---- Exercise data
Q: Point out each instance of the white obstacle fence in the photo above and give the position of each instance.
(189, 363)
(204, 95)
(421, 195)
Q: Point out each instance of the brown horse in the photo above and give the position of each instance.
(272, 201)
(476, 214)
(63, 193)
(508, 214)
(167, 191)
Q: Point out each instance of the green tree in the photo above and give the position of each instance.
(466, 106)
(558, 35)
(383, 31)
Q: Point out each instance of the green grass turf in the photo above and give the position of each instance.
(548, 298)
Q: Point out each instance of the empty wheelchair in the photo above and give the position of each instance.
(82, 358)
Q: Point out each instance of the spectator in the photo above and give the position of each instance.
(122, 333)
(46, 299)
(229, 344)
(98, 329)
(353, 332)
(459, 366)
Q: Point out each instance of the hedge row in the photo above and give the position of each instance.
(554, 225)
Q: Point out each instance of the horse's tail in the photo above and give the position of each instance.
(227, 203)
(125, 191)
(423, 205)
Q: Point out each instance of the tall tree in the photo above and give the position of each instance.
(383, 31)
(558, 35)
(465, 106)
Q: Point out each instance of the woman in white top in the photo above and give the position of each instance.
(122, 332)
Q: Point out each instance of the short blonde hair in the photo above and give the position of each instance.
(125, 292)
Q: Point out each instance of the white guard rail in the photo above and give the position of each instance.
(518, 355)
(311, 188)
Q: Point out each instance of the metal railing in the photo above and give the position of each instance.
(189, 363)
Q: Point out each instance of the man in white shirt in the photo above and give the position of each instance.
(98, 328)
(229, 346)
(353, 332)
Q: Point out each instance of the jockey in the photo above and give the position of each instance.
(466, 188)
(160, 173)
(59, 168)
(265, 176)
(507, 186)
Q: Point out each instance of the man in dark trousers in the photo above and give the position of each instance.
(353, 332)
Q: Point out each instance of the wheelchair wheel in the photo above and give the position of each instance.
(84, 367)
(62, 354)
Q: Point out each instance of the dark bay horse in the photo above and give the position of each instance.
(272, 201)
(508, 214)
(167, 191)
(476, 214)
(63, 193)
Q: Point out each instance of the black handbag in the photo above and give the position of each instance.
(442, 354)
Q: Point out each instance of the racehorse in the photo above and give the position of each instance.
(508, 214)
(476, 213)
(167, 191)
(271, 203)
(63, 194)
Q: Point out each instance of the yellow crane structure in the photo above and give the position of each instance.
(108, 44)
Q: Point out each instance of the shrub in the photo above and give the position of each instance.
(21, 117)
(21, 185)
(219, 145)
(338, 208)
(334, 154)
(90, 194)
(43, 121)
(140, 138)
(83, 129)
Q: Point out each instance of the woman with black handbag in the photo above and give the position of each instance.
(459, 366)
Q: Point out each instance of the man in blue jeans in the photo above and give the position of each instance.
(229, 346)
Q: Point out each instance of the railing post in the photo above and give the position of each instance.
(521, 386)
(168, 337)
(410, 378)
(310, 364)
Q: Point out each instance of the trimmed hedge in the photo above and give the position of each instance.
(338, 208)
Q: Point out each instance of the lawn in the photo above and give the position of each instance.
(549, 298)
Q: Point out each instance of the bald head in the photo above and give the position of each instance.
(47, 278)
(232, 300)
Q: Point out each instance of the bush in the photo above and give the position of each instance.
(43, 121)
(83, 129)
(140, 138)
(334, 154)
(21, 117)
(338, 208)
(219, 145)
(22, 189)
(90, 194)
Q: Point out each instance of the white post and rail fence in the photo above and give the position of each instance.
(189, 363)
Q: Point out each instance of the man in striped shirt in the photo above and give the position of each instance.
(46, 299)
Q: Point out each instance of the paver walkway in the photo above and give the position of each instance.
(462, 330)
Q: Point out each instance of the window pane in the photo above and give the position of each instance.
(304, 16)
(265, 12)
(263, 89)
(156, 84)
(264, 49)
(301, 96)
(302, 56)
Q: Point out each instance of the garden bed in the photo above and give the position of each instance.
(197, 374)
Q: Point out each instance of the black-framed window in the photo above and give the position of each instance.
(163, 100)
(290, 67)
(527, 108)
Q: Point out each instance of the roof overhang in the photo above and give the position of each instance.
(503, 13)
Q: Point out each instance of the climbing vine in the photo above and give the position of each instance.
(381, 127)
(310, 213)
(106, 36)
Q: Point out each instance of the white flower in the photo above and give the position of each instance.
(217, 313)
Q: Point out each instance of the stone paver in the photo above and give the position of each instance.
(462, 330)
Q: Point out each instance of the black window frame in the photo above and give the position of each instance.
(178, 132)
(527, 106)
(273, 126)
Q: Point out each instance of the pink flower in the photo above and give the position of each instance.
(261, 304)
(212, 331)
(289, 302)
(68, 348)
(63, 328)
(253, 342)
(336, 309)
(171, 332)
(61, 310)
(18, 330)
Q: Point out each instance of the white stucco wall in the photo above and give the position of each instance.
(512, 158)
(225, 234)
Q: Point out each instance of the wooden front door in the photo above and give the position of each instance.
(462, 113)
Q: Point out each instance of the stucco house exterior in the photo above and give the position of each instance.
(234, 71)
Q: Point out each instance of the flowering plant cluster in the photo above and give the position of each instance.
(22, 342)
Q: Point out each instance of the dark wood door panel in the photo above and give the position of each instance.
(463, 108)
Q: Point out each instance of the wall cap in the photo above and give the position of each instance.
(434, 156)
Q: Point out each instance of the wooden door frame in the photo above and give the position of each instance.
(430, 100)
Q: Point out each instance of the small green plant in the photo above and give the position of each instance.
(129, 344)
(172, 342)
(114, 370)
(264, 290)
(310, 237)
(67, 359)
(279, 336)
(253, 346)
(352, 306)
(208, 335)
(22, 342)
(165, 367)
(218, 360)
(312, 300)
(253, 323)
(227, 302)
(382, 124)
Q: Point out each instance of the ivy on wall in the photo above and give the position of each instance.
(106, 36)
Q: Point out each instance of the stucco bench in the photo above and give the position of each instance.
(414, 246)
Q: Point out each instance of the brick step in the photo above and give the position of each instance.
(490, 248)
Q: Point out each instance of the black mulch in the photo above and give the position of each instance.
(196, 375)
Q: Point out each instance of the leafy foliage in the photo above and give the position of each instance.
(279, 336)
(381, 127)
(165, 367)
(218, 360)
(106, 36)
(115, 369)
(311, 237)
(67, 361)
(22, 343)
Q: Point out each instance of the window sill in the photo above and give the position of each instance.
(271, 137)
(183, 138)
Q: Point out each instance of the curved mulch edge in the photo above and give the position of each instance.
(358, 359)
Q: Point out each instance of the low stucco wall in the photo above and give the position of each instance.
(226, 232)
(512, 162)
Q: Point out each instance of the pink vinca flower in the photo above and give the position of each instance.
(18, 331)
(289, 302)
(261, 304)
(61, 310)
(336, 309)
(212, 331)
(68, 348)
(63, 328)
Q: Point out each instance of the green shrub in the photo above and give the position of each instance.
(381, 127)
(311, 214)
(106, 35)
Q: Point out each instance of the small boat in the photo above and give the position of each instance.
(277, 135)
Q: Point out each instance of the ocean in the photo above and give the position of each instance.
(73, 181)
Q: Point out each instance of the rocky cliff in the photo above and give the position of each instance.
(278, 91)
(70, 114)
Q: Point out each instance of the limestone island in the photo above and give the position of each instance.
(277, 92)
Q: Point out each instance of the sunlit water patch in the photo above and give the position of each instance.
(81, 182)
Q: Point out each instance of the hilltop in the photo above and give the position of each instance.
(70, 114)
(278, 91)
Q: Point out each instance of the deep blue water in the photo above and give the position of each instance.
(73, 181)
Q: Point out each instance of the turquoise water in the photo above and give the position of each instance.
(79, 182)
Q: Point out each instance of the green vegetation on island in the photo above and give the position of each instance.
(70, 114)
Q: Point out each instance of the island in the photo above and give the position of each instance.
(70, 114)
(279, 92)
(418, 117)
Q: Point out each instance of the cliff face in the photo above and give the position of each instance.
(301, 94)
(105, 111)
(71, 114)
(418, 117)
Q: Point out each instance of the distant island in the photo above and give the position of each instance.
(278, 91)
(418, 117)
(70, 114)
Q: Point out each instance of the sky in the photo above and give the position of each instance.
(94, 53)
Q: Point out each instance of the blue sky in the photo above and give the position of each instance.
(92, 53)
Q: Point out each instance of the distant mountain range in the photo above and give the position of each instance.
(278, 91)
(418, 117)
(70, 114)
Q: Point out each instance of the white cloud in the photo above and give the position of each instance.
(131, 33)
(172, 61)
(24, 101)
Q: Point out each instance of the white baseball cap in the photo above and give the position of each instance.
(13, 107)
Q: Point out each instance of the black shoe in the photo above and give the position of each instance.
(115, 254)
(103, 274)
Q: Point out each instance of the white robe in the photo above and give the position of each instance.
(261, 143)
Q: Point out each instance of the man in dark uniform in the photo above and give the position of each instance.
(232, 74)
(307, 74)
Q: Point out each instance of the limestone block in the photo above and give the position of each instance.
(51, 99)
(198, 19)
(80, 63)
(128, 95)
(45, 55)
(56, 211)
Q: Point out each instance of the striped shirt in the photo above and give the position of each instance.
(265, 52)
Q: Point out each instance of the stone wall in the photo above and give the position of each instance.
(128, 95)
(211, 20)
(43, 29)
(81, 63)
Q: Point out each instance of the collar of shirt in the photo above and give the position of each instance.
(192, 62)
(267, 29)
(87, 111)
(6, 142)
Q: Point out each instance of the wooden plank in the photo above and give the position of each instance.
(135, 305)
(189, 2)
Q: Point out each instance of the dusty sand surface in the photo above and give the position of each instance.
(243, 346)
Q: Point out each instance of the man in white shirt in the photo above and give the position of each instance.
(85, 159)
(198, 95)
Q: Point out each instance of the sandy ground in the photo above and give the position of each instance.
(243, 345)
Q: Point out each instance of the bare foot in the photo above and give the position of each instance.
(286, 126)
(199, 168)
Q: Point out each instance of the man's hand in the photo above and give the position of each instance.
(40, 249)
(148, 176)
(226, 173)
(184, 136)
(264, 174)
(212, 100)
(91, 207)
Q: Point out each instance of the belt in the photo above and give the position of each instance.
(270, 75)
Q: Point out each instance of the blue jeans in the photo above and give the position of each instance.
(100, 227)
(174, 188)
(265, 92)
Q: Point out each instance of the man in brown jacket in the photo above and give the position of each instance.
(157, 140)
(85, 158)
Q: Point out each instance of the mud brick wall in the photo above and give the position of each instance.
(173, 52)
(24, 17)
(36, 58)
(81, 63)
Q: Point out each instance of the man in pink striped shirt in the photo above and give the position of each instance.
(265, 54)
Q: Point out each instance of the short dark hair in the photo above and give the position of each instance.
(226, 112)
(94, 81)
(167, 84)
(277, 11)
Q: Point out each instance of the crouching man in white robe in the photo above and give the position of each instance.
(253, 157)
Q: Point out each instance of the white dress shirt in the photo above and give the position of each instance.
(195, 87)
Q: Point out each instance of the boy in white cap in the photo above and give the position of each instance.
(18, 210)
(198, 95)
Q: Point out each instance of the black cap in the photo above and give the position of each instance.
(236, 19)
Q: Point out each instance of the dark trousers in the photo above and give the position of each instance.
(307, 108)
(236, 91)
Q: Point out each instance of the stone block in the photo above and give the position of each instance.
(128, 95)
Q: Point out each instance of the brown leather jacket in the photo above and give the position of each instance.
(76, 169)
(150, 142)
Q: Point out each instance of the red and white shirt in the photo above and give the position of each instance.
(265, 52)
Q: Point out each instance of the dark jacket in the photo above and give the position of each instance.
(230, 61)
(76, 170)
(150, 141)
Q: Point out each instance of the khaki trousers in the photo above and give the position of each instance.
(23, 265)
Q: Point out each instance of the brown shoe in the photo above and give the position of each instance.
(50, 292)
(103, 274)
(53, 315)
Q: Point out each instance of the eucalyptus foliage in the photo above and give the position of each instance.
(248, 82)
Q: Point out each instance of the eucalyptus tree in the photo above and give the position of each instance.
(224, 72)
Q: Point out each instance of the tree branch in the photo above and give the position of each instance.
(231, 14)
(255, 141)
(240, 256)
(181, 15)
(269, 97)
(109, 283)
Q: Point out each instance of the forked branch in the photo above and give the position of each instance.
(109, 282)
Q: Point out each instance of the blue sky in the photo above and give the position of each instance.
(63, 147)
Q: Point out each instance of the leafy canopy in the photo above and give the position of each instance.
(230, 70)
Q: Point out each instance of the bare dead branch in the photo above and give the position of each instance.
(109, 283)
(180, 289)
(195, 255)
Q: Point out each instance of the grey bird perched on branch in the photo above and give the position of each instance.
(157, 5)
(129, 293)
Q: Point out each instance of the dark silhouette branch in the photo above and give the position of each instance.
--------
● What you should do
Quote, without any change, each line from the one that contains "Q: Point out each instance of the grey" through the end of the material.

● Task response
Q: Point out each instance of the grey bird perched on branch in the photo above and give the position of each instance.
(157, 5)
(129, 293)
Q: Point out each instance of the dark silhouette branch in the photo above and give the position of each instance.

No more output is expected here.